[Dataset extract]
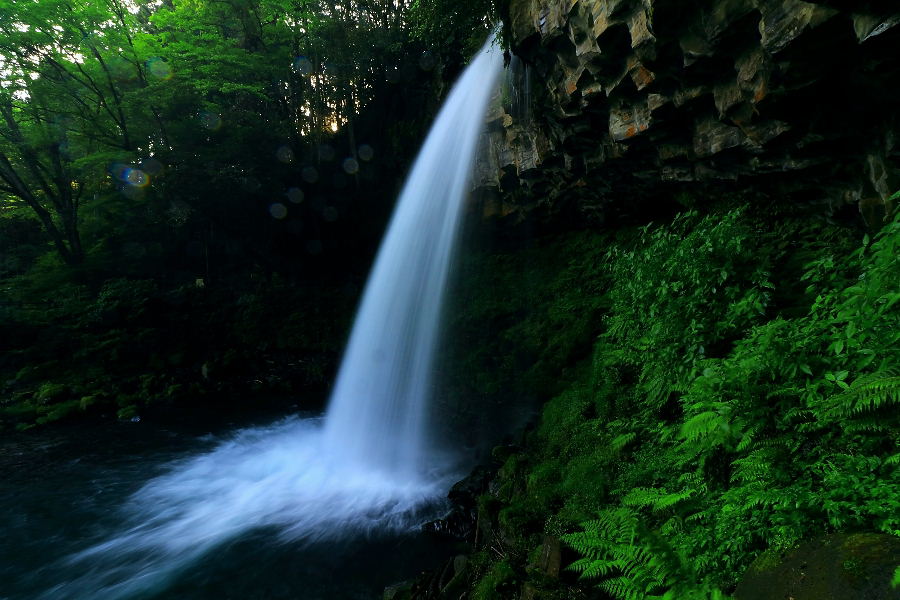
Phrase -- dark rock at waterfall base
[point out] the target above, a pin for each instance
(460, 522)
(832, 567)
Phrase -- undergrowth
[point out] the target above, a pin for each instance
(742, 395)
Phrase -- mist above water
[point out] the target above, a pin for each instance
(368, 465)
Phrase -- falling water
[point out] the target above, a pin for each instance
(377, 414)
(368, 466)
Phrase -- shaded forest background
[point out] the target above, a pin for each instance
(191, 192)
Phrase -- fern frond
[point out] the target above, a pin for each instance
(867, 394)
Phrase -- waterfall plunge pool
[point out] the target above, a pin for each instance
(63, 494)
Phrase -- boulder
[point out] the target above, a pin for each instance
(839, 566)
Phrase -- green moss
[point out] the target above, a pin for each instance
(499, 582)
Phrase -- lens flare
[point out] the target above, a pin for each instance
(309, 174)
(284, 154)
(365, 152)
(278, 210)
(295, 195)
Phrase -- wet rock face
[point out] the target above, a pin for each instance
(636, 97)
(833, 567)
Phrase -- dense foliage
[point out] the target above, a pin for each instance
(741, 396)
(191, 191)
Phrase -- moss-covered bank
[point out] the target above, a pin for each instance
(721, 384)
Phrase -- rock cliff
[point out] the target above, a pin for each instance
(612, 104)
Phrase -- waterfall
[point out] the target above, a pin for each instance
(378, 410)
(367, 465)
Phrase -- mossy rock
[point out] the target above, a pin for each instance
(50, 392)
(840, 566)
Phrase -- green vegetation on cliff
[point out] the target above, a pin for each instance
(741, 396)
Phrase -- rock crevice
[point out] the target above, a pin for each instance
(632, 98)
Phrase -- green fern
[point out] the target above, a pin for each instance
(634, 562)
(864, 398)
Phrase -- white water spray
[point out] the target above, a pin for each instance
(369, 466)
(378, 411)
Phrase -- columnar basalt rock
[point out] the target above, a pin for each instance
(634, 97)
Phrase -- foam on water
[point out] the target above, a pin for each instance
(368, 465)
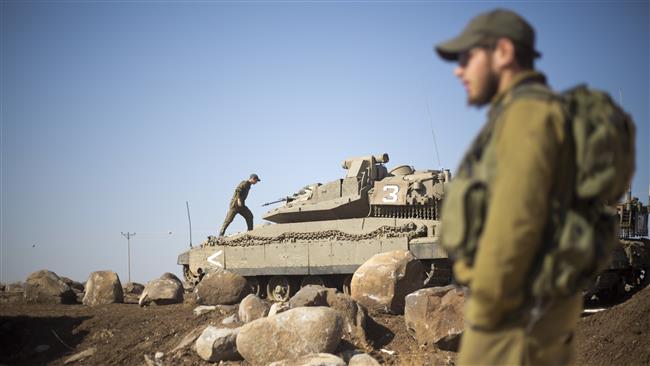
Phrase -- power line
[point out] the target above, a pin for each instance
(128, 237)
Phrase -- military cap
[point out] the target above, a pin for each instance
(498, 23)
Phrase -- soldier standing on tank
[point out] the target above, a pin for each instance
(523, 149)
(238, 204)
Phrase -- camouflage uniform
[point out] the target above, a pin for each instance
(525, 167)
(241, 192)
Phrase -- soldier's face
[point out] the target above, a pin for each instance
(475, 71)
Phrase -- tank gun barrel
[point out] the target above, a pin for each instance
(278, 201)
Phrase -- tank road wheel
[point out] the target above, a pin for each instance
(278, 289)
(255, 286)
(347, 285)
(190, 277)
(312, 280)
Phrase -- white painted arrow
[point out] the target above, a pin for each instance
(212, 259)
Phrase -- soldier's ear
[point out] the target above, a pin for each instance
(503, 55)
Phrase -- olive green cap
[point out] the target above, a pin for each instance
(498, 23)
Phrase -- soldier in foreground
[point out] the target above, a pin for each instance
(506, 209)
(238, 204)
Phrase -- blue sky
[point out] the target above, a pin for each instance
(113, 114)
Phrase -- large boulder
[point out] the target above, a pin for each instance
(167, 289)
(221, 288)
(251, 308)
(291, 334)
(48, 288)
(103, 287)
(434, 316)
(218, 344)
(384, 280)
(320, 359)
(354, 314)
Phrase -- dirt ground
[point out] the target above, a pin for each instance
(124, 333)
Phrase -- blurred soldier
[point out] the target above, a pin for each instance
(521, 155)
(238, 204)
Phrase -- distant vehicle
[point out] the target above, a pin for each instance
(631, 260)
(324, 232)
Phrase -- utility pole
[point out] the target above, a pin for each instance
(128, 237)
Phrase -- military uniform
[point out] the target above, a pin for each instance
(240, 195)
(525, 165)
(517, 176)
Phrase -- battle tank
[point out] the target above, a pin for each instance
(324, 232)
(628, 270)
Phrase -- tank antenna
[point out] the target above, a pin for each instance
(433, 134)
(190, 221)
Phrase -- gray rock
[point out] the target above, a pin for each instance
(251, 308)
(103, 287)
(41, 348)
(46, 287)
(15, 287)
(80, 356)
(291, 334)
(435, 316)
(230, 320)
(310, 295)
(188, 339)
(320, 359)
(221, 287)
(163, 291)
(278, 307)
(384, 280)
(354, 315)
(218, 344)
(133, 288)
(202, 309)
(363, 359)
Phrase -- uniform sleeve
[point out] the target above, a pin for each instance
(527, 149)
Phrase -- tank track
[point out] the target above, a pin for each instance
(410, 230)
(421, 212)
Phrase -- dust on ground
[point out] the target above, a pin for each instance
(124, 333)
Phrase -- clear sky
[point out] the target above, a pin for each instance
(113, 114)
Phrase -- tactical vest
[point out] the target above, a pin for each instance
(581, 229)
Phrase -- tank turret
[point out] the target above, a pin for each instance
(368, 189)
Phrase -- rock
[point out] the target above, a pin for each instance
(41, 348)
(202, 309)
(310, 295)
(133, 288)
(168, 289)
(46, 287)
(74, 285)
(218, 344)
(319, 359)
(80, 356)
(278, 307)
(251, 308)
(103, 287)
(230, 320)
(188, 339)
(363, 359)
(384, 280)
(15, 287)
(221, 287)
(354, 315)
(435, 316)
(291, 334)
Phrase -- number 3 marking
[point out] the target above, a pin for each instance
(392, 193)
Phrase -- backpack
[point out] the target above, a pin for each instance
(582, 230)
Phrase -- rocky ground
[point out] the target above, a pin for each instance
(126, 334)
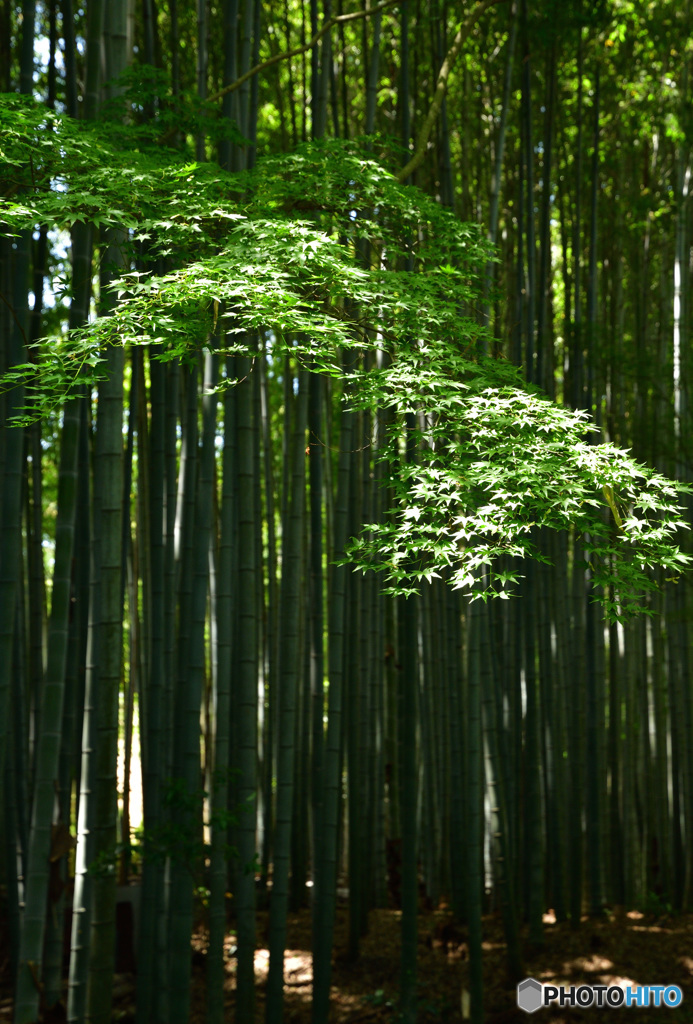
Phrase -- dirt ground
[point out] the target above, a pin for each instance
(619, 948)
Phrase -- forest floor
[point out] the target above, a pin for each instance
(618, 948)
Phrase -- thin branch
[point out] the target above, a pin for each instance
(330, 24)
(441, 87)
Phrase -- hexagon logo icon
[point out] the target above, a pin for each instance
(529, 994)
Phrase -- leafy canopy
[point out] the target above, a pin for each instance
(323, 250)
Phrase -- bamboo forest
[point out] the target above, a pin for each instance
(345, 506)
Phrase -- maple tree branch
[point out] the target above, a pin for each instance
(441, 88)
(336, 19)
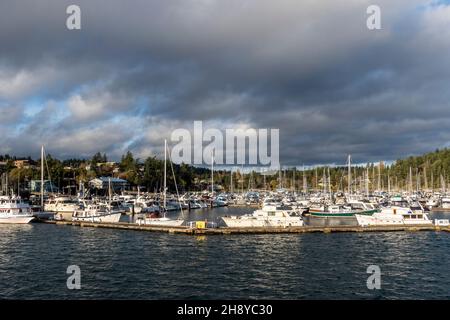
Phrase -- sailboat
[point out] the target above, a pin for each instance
(98, 212)
(155, 219)
(14, 210)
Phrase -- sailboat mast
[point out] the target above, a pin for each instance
(165, 174)
(349, 175)
(42, 177)
(212, 173)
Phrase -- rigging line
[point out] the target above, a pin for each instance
(175, 180)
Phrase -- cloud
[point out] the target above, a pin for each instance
(139, 69)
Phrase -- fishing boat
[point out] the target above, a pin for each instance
(63, 207)
(268, 216)
(96, 213)
(338, 215)
(396, 215)
(14, 210)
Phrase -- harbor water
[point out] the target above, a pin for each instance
(122, 264)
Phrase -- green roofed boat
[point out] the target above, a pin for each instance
(338, 215)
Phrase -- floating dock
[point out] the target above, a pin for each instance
(262, 230)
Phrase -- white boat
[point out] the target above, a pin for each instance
(395, 215)
(445, 202)
(14, 210)
(268, 216)
(155, 219)
(96, 213)
(63, 207)
(160, 221)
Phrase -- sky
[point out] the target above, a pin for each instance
(137, 70)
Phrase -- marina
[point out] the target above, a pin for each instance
(248, 230)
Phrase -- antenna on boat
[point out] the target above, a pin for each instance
(165, 173)
(175, 181)
(42, 177)
(349, 175)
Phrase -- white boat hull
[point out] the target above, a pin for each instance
(16, 220)
(162, 222)
(251, 222)
(109, 218)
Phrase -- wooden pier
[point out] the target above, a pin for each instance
(262, 230)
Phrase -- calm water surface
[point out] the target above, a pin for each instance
(119, 264)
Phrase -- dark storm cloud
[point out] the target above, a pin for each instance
(139, 69)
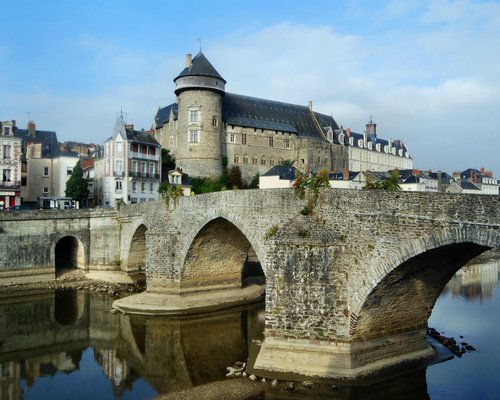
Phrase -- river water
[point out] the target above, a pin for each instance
(67, 345)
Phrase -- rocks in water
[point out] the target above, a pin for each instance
(451, 343)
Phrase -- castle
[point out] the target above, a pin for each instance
(207, 124)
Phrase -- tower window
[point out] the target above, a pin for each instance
(194, 136)
(194, 116)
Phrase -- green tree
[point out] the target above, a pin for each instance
(234, 177)
(76, 186)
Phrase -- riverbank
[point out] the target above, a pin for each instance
(103, 282)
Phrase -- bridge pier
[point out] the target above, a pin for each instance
(341, 359)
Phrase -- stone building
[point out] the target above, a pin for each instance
(206, 124)
(10, 166)
(129, 171)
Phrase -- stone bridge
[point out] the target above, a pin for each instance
(349, 289)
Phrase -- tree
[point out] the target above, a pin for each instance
(234, 177)
(76, 186)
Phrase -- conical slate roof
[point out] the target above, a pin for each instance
(200, 66)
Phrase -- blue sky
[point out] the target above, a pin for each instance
(428, 71)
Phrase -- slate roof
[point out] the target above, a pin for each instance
(48, 140)
(273, 115)
(374, 139)
(286, 173)
(200, 66)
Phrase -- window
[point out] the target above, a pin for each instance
(194, 116)
(194, 136)
(6, 175)
(7, 151)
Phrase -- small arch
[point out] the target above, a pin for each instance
(69, 254)
(220, 256)
(137, 255)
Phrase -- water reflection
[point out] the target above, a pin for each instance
(69, 345)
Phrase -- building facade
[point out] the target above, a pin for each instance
(130, 170)
(10, 166)
(207, 125)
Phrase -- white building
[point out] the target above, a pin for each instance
(10, 166)
(131, 166)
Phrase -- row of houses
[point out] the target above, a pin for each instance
(471, 181)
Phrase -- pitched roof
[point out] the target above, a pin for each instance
(287, 173)
(47, 139)
(273, 115)
(200, 66)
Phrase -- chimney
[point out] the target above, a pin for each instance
(32, 128)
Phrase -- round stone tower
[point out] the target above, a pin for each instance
(199, 89)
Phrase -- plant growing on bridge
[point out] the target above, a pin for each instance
(391, 183)
(169, 192)
(309, 188)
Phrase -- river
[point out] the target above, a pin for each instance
(67, 345)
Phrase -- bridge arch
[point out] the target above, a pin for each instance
(137, 250)
(219, 254)
(69, 253)
(407, 284)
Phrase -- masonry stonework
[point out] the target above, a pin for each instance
(349, 288)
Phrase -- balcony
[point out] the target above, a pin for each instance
(143, 175)
(9, 185)
(142, 156)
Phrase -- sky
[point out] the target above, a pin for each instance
(428, 72)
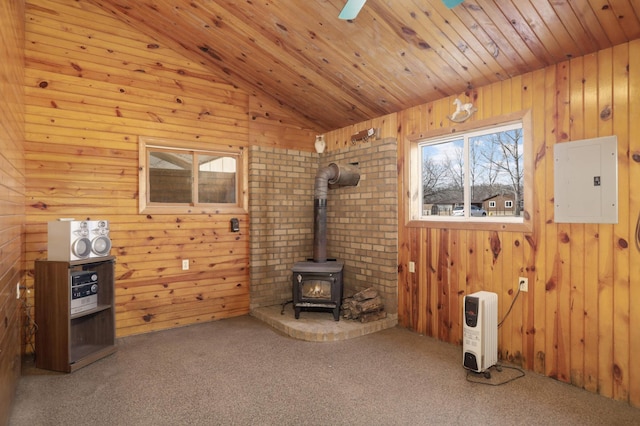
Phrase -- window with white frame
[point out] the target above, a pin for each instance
(453, 175)
(180, 177)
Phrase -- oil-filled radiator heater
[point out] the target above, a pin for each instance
(480, 331)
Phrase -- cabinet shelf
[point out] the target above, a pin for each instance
(66, 342)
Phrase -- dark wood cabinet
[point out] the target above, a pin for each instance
(65, 341)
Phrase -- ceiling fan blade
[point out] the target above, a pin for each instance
(451, 3)
(351, 9)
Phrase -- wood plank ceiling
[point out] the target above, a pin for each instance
(394, 55)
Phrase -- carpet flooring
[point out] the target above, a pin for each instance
(240, 371)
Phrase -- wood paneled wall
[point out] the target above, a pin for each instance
(576, 322)
(12, 196)
(93, 86)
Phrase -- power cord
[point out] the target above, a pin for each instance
(471, 375)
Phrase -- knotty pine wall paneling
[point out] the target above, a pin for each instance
(575, 322)
(93, 86)
(12, 196)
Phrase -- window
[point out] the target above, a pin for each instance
(176, 177)
(453, 176)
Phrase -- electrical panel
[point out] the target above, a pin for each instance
(586, 181)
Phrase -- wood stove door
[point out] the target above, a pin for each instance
(316, 291)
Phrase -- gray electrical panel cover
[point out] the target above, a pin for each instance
(586, 181)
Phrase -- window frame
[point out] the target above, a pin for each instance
(242, 166)
(413, 178)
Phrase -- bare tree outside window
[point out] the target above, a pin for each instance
(488, 164)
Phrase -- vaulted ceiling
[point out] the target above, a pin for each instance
(394, 55)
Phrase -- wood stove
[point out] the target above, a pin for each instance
(317, 286)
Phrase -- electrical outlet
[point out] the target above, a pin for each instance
(523, 282)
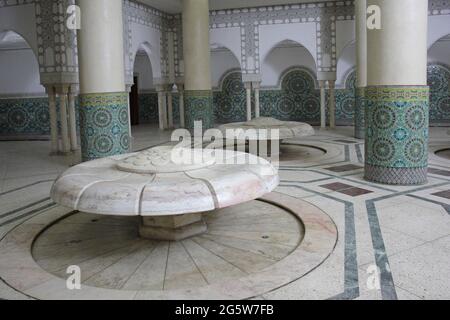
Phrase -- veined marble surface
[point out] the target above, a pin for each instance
(154, 183)
(403, 231)
(260, 129)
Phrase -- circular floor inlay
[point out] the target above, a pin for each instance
(444, 153)
(293, 152)
(241, 240)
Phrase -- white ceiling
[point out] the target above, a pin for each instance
(174, 6)
(10, 40)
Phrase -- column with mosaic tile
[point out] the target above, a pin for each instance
(397, 97)
(104, 121)
(361, 67)
(198, 99)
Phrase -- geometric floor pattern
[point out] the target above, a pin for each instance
(240, 240)
(393, 241)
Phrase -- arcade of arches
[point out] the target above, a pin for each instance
(377, 169)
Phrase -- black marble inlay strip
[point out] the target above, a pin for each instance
(351, 282)
(27, 186)
(23, 208)
(47, 206)
(444, 205)
(359, 153)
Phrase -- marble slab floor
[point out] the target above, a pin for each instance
(393, 241)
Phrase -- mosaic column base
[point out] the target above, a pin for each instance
(104, 125)
(397, 134)
(360, 121)
(199, 107)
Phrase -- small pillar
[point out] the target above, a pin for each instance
(172, 228)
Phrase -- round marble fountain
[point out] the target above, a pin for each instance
(270, 130)
(168, 187)
(118, 218)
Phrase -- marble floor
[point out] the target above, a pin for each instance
(392, 242)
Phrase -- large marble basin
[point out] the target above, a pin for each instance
(286, 129)
(156, 185)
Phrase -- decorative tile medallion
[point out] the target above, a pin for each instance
(397, 134)
(439, 82)
(360, 121)
(199, 107)
(104, 125)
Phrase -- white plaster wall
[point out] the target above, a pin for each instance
(229, 38)
(143, 69)
(440, 52)
(19, 73)
(345, 35)
(303, 33)
(152, 39)
(222, 61)
(22, 20)
(345, 64)
(281, 59)
(438, 27)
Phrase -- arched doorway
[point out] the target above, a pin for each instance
(289, 83)
(346, 85)
(143, 96)
(229, 94)
(438, 73)
(24, 110)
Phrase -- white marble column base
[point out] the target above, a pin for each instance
(172, 228)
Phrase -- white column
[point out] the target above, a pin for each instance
(161, 106)
(256, 87)
(53, 118)
(197, 53)
(72, 119)
(361, 66)
(398, 51)
(361, 43)
(323, 107)
(332, 105)
(64, 120)
(128, 89)
(100, 49)
(180, 87)
(248, 88)
(170, 107)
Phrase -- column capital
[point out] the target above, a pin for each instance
(180, 87)
(256, 85)
(49, 88)
(62, 88)
(160, 88)
(332, 84)
(326, 75)
(322, 84)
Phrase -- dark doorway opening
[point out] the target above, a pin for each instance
(134, 103)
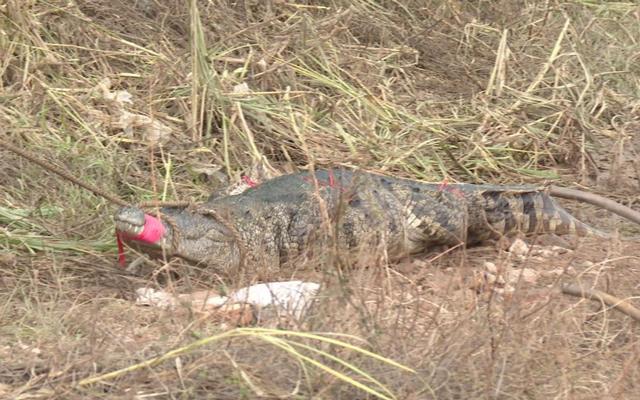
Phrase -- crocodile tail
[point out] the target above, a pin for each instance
(531, 211)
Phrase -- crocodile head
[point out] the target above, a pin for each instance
(199, 239)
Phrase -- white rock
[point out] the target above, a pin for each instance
(519, 248)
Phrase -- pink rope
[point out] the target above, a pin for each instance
(151, 233)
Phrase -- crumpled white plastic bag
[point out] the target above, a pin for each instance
(290, 297)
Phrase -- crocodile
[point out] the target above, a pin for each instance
(283, 216)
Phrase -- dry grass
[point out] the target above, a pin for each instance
(499, 91)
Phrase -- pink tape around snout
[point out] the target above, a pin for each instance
(152, 232)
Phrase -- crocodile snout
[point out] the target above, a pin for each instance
(130, 221)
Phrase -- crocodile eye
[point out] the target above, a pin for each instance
(129, 220)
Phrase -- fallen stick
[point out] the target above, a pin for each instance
(612, 301)
(596, 200)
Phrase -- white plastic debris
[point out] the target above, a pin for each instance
(290, 297)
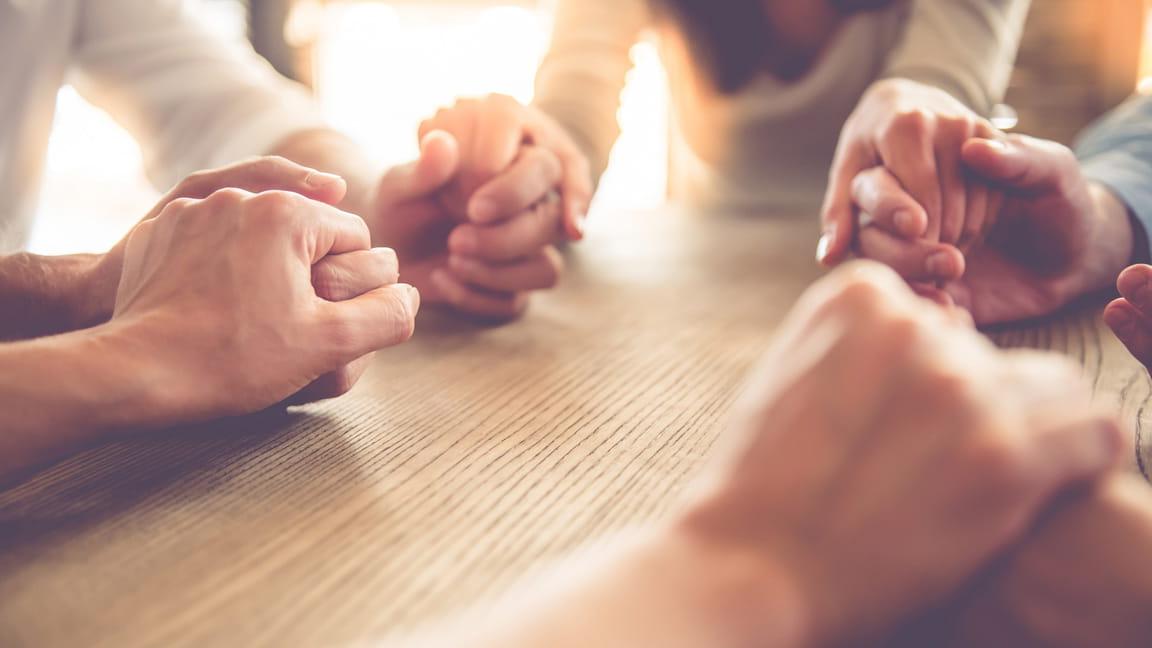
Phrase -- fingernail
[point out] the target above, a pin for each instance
(414, 298)
(906, 223)
(318, 180)
(580, 223)
(1119, 319)
(939, 264)
(823, 248)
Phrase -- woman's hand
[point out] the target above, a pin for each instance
(885, 452)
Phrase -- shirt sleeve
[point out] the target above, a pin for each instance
(1116, 151)
(582, 75)
(965, 47)
(191, 98)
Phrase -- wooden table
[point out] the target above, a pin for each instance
(465, 459)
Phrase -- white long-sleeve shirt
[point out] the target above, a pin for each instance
(191, 99)
(771, 144)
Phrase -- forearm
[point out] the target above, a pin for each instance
(43, 295)
(61, 392)
(662, 588)
(965, 47)
(1115, 242)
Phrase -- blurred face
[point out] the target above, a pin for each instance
(735, 40)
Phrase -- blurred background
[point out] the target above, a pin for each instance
(380, 67)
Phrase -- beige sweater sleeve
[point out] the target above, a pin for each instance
(583, 74)
(965, 47)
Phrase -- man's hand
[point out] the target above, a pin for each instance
(1054, 236)
(1081, 579)
(885, 452)
(916, 133)
(485, 264)
(1130, 316)
(219, 294)
(255, 175)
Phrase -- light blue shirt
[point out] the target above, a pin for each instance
(1116, 151)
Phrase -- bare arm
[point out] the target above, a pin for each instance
(61, 392)
(964, 47)
(660, 588)
(43, 295)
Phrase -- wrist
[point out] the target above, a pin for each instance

[Task description] For each line of the entries that holds the word "cloud", pull that line out.

[Task response]
Phrase -- cloud
Phrase -- dark storm cloud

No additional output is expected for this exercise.